> Work order
Could you reproduce all of these records exactly?

> Recorded data
_ _ _ _ _

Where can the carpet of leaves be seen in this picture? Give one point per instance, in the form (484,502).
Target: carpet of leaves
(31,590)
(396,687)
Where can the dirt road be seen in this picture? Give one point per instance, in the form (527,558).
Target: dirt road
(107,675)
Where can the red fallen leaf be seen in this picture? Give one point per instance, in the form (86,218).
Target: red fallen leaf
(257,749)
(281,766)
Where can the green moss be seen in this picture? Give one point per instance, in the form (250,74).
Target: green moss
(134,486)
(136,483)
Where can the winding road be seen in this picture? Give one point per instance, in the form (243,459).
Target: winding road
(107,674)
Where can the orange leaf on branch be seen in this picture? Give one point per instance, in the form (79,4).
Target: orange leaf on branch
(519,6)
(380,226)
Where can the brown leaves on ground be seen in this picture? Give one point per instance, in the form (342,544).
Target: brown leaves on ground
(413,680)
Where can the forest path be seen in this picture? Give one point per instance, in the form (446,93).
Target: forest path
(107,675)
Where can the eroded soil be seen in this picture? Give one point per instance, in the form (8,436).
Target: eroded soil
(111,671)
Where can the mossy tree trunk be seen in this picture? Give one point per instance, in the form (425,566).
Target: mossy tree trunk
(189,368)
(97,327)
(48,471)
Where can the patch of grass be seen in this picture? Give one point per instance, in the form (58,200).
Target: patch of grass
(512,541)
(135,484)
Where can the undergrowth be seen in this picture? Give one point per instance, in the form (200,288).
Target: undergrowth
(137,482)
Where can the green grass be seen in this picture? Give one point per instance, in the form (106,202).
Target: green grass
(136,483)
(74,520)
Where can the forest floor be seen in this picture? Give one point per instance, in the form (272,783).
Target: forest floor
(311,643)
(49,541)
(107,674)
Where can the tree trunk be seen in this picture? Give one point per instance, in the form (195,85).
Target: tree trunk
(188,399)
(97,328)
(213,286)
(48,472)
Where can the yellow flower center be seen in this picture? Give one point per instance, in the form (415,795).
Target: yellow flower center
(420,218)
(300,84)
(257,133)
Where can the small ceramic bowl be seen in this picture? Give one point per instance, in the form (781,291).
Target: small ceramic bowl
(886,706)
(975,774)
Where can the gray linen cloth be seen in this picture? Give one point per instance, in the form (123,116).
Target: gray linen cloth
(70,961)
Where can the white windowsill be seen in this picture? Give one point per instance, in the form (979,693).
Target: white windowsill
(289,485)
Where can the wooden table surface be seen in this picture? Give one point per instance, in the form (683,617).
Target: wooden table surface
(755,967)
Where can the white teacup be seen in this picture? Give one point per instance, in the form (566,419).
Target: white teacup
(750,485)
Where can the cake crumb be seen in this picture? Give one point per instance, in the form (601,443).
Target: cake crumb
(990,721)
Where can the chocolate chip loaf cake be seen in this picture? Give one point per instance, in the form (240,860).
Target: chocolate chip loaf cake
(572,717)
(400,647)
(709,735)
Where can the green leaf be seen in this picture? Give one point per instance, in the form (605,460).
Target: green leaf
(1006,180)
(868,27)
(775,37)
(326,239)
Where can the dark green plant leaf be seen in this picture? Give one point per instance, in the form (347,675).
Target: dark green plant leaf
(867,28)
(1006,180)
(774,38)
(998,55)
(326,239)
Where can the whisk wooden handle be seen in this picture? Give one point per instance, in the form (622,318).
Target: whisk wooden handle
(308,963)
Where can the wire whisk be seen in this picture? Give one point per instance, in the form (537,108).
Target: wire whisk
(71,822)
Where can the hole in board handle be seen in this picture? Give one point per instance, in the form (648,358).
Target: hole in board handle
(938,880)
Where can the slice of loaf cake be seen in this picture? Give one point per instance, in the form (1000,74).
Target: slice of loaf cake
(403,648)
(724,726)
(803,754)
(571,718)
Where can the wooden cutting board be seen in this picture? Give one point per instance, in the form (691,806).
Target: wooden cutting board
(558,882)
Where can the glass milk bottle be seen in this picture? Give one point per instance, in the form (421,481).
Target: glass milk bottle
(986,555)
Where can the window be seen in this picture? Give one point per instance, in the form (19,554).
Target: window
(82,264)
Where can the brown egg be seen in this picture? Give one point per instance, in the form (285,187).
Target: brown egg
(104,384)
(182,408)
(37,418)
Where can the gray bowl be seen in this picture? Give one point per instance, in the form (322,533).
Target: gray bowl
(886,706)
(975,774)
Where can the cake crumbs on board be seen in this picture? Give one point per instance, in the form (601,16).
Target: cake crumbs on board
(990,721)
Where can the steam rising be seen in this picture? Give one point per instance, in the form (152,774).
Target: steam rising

_ _ _ _ _

> Solution to this exercise
Where can the carpet of leaves be seen in this picture? Give one point per instance, in the form (484,502).
Target: carpet of leaves
(31,590)
(396,687)
Where can the dirt road be seen in this picture? Give one point per instance, in the form (527,558).
Target: dirt road
(107,675)
Where can the red fallen leaf be seen in this picture? Give one point per instance, in the form (86,218).
Target: red fallen leaf
(257,749)
(281,766)
Where can the green moss be seen in this picture? Give one point per instance, in the form (250,74).
Target: green moss
(134,486)
(136,483)
Where can the winding road be seen in this picture? Give one point per instance, in the form (243,459).
Target: winding road
(107,674)
Where can the orange leaf on branch be seen in this picture? Give one point per instance, in the form (79,4).
Target: orange leaf on branch
(519,6)
(380,226)
Where can the brown leaves on ground be seen in this picture? Give one point per instance, in the form (342,544).
Target: brown leaves on ground
(413,680)
Where can the forest path be seen in this picture? Give one point per instance, in the form (446,93).
Target: forest path
(107,675)
Where can the eroded soil be seen in this picture? Give one point per instance, in the form (8,436).
Target: eroded soil
(111,671)
Where can the mossy tree trunk be seen in this picture? Give one point per instance, in the form (425,566).
Target: mossy tree trunk
(189,368)
(97,327)
(48,471)
Where can the patch of grass be seen in this picture? Give one point per instance, in the form (58,200).
Target: patch of grass
(512,541)
(135,484)
Where can the undergrowth be seen in this picture? Give one point per instance, in the form (200,288).
Target: undergrowth
(137,482)
Where can the green grass be seen in this picture? Give one point per instance, in the form (106,202).
Target: green grass
(136,483)
(74,520)
Where can the forest floor be seen in this picture? Give one point per instance, in the form (272,783).
Target: forest floor
(311,643)
(49,541)
(107,674)
Where can the tree trunk be seen in this picture? Give one point per instance, in the form (195,85).
Target: tree trunk
(188,399)
(97,328)
(213,286)
(48,472)
Where can the yellow flower center be seen in this picture? Give one point per instance, in the form (415,795).
Target: yellow flower center
(420,218)
(300,84)
(257,133)
Where can the small ceramic bowl be seen in this picture? Give one point per instance, in the form (781,291).
Target: small ceramic bowl
(886,706)
(975,774)
Where can the gray linen cloth be seen in this picture? Give one point per instance, in the form (123,116).
Target: gray linen cloth
(70,961)
Where can the white windowsill be seen in this picture? Give one point per instance, in the form (979,693).
Target: white windowsill
(289,485)
Where can the wooden table surface be seen in this picture? Give one point per instance, in the form (683,617).
Target: wooden table surface
(755,967)
Where can the white teacup be seen in this picture? Give one point per instance, in the form (566,419).
Target: white teacup
(750,485)
Where can the cake crumb be seen in this picture? Give one point per instance, in the form (601,443).
Target: cake crumb
(990,721)
Where can the chocolate chip loaf cake be seen in this picture? Give one point per instance, in the form (240,860).
Target: chocolate chip loaf cake
(572,717)
(400,647)
(709,735)
Where can the green leaf be seen in this picture? Give one point per instance, in the form (605,460).
Target: green leaf
(1006,180)
(868,27)
(775,37)
(326,239)
Where can the dark green plant leaf be seen in this picture? Give one point per instance, in the form (347,675).
Target: dark green plant leaf
(867,28)
(1006,180)
(774,38)
(998,55)
(326,239)
Where can the whisk wooden handle be seen in this picture? Give one point per instance, in the form (622,318).
Target: whisk wooden handle
(308,963)
Where can the wire whisk be seen in this picture? Give one point per instance, in the form (537,108).
Target: wire whisk
(71,822)
Where can the hole in board handle be seen in this picture? Give one point per instance, in the form (648,358).
Target: hole in board handle
(938,880)
Where can the slice of loaf cake be seen in this picture? Give one point per instance, in the form (1000,74).
Target: slice of loaf cake
(403,648)
(724,726)
(803,754)
(571,718)
Where can the wooden cutting board be seen in this picture? Give one point per instance, in the form (691,806).
Target: wooden cutting board
(558,882)
Where can the glass milk bottle be seen in this picture? Give one point per instance, in the form (421,481).
Target: glass milk bottle
(986,555)
Where can the window be seen in this picture? Give one point per instance, in the form (19,554).
Target: window
(82,264)
Where can the brown egg be seen in this picture? Give one point per instance, in the form (285,187).
Target: brown egg
(104,384)
(182,408)
(37,418)
Where can the gray bowl be seen in this picture? Give one point per instance, in the form (322,533).
Target: gray bowl
(886,706)
(975,774)
Where can the cake crumbs on board be seen in this picture? Give one point per instance, in the form (601,16).
Target: cake crumbs on board
(990,721)
Where can the steam rising be seen in this picture? Give one point per instance, in the form (152,774).
Target: steam rising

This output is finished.